**** PROVIDED DATA ****

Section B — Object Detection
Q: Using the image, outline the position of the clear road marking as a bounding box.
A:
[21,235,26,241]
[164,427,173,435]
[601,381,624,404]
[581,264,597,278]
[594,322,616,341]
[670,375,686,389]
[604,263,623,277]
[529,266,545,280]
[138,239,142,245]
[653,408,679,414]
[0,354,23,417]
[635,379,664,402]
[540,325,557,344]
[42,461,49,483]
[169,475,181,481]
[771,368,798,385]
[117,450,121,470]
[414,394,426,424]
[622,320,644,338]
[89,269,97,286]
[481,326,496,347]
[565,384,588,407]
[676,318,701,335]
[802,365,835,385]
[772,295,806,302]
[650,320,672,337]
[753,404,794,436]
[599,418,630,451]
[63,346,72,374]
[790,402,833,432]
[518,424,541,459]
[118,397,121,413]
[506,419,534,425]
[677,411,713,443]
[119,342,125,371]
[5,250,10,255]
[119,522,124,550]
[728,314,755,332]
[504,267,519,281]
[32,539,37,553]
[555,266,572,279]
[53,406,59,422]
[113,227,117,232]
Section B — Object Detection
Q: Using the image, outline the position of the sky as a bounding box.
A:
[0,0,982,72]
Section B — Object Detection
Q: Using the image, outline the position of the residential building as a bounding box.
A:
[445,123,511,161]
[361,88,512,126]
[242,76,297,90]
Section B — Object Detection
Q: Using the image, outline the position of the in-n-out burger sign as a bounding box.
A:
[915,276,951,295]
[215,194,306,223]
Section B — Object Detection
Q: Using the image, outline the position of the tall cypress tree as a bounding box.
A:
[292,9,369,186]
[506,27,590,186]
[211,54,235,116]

****

Only a word-for-word repetition of the lines from the one containing "Q: Using the image, outline the position of the tall" to the final line of the data above counts as the answer.

[ANSWER TO THE EXERCISE]:
Q: Using the image, outline the position of the tall cypress tree as a bounding box.
A:
[292,9,369,186]
[506,27,590,186]
[211,54,235,116]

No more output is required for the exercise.